[Rows from a box labeling dataset]
"""

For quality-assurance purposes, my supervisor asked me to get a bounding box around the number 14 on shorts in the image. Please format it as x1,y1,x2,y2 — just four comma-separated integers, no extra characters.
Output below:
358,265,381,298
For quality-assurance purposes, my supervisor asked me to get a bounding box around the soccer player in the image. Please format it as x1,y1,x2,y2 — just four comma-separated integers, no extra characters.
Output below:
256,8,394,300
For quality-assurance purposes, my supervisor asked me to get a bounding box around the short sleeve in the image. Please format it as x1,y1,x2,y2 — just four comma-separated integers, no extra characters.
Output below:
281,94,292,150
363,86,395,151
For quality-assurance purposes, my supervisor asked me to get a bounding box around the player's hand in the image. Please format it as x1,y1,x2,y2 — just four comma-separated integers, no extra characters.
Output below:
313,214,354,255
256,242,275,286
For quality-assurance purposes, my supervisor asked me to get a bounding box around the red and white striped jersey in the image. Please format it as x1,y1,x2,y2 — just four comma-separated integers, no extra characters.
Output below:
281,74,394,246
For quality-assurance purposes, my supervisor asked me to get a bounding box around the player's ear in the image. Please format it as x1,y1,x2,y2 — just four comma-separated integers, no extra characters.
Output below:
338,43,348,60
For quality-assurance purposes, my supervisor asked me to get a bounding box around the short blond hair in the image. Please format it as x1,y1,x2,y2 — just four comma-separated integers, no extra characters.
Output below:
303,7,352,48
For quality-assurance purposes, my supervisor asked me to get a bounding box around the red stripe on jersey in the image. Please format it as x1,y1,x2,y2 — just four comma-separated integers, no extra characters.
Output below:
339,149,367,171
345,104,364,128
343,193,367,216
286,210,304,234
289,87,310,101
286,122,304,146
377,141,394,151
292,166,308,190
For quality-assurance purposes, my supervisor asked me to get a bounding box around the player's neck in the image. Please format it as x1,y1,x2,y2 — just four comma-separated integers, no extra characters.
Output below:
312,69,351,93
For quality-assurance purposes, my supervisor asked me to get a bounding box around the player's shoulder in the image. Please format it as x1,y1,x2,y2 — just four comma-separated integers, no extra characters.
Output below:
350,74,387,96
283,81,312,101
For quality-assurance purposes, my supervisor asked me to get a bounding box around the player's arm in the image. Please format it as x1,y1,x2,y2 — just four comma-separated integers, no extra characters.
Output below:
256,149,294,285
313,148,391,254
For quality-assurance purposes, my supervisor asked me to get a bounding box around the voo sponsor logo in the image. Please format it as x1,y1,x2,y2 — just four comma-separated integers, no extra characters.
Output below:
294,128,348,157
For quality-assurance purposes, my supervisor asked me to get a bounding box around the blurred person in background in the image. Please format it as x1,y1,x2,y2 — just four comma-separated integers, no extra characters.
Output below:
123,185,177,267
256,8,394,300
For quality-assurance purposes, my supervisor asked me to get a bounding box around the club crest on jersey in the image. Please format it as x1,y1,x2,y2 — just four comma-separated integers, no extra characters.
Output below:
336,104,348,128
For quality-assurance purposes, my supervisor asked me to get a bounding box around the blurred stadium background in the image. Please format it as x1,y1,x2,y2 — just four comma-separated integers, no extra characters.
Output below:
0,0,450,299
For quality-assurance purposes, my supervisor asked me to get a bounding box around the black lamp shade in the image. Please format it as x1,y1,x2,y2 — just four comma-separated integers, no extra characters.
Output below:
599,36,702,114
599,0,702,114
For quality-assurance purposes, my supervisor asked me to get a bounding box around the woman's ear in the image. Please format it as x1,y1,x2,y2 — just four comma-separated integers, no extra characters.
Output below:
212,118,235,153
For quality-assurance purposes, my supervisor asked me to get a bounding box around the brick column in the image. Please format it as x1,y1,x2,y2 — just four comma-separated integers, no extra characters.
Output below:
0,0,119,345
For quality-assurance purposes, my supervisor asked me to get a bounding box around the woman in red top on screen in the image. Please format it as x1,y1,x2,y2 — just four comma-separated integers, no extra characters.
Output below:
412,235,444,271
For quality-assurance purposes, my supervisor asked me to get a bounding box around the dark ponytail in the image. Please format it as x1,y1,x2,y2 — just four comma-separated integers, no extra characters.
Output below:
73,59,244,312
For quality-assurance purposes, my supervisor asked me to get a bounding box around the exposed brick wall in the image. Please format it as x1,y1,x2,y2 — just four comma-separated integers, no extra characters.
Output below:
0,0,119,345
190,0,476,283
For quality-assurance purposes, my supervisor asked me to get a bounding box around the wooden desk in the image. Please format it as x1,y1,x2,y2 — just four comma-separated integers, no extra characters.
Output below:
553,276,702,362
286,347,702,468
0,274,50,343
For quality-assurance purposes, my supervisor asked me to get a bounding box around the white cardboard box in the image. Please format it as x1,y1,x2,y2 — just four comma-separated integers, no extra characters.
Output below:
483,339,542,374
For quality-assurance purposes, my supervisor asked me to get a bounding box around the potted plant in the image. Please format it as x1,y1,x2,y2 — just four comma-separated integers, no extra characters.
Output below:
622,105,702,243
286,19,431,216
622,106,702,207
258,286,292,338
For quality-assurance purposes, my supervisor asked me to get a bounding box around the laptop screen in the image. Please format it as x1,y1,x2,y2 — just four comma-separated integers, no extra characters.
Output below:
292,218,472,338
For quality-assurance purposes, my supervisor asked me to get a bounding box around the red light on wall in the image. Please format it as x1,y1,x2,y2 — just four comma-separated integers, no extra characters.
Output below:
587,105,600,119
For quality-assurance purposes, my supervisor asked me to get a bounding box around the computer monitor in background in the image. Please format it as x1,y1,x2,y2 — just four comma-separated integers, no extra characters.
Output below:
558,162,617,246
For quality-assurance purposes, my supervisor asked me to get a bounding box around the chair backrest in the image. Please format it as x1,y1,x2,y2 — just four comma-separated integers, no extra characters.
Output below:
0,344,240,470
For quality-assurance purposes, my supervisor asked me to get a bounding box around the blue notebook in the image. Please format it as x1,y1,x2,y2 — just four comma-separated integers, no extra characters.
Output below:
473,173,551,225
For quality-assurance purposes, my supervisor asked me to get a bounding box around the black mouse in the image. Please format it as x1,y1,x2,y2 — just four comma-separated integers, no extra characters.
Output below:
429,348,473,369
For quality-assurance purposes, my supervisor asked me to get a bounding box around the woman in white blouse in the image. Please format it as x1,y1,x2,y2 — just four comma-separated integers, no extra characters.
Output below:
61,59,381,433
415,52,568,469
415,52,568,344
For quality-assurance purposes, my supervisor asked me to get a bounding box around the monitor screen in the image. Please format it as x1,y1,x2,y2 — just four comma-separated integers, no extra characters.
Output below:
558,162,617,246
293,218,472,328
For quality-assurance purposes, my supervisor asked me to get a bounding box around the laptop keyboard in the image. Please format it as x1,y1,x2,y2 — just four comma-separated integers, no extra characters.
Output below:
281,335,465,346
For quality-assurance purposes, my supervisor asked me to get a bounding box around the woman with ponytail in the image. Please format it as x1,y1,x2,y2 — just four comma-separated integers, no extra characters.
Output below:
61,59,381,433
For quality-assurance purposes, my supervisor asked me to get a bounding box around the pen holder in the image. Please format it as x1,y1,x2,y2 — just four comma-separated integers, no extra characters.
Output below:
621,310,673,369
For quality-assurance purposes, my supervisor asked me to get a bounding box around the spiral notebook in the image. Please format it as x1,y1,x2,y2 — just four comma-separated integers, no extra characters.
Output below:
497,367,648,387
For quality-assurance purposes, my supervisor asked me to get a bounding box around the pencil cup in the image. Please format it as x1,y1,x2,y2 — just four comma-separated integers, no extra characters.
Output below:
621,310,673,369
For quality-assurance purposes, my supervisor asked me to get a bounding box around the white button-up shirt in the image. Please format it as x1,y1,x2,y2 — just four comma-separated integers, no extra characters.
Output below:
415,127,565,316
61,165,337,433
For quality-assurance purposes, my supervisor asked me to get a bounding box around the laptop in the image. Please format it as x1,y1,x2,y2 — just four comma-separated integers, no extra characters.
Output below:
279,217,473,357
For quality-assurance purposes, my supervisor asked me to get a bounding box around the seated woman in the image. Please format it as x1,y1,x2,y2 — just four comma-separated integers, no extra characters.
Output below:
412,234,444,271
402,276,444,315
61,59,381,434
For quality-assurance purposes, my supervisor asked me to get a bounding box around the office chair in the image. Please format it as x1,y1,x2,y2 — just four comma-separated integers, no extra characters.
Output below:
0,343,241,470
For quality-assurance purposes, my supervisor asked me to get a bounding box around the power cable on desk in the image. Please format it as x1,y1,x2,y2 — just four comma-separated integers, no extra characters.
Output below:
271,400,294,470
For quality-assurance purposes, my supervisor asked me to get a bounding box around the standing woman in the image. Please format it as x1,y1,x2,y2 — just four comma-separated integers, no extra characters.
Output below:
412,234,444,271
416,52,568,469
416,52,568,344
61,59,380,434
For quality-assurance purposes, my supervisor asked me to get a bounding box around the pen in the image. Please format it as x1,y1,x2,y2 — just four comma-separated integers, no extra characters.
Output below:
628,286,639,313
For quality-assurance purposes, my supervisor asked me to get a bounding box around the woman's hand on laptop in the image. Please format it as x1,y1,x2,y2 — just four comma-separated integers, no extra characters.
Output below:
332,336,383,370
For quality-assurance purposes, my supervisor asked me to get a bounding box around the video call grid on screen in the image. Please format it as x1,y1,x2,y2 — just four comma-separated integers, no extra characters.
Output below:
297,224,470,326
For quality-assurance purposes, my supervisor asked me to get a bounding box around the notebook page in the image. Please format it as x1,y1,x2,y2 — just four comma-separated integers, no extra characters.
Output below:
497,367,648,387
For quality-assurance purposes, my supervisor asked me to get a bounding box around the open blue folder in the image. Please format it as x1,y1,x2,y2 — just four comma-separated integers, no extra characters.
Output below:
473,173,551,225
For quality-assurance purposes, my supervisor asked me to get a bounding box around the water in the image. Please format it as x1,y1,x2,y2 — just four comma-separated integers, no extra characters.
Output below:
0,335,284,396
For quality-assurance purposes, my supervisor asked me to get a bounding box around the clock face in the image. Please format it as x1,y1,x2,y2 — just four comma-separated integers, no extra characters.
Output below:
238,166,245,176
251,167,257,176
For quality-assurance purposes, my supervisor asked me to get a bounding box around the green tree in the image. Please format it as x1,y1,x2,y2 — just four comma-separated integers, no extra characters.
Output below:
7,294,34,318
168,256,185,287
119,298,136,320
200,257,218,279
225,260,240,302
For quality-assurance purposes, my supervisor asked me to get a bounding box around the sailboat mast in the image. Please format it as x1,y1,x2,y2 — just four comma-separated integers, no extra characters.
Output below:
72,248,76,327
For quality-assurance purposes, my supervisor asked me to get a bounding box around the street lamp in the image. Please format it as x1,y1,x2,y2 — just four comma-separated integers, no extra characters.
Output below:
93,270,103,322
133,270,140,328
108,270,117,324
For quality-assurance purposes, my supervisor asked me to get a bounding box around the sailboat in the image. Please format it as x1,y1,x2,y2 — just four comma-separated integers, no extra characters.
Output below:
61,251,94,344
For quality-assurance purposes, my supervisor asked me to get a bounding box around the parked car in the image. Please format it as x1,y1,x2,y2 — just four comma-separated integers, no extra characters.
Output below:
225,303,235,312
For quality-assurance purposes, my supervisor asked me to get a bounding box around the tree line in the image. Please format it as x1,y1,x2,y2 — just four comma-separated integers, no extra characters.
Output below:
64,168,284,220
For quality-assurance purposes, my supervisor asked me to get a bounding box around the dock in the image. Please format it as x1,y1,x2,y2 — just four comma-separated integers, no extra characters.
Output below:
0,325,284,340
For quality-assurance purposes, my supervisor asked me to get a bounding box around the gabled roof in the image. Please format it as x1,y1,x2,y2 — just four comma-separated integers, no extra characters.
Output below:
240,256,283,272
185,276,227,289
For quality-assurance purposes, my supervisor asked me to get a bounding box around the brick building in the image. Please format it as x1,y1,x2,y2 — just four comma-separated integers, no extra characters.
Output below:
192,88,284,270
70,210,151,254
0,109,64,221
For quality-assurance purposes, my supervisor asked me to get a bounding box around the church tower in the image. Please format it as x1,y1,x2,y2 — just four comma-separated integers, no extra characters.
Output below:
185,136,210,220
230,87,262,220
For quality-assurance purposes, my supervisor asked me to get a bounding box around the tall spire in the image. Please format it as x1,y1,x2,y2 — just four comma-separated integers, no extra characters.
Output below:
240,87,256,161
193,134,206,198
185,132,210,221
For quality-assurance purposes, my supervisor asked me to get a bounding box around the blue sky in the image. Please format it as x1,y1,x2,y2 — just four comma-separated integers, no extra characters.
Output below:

"""

(Aim of the task): Rewrite the entries above as a numbered list, skipping blank lines, covering only the stretch from the line containing "around the water" through the line containing "0,335,284,396".

(Response to this exercise):
1. For quality-assurance purposes, my supervisor asked me to get a bounding box around the water in the image. Please format it as x1,y1,x2,y2 — just four comma-separated integers, no extra characters.
2. Output below:
3. 0,335,284,396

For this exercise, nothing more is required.